• **YOUR GOAL**
Would you please print the data a second time, exactly as it stands?
========
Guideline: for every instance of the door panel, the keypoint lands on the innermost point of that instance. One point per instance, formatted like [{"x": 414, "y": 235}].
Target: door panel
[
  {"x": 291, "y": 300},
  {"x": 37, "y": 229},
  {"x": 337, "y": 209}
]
========
• **RESPONSE TO THE TASK**
Guideline: for every instance of the door panel, the keypoint lands on the innermost point of that instance. One point per instance, formatted like [{"x": 414, "y": 235}].
Target: door panel
[
  {"x": 291, "y": 300},
  {"x": 37, "y": 229},
  {"x": 337, "y": 209}
]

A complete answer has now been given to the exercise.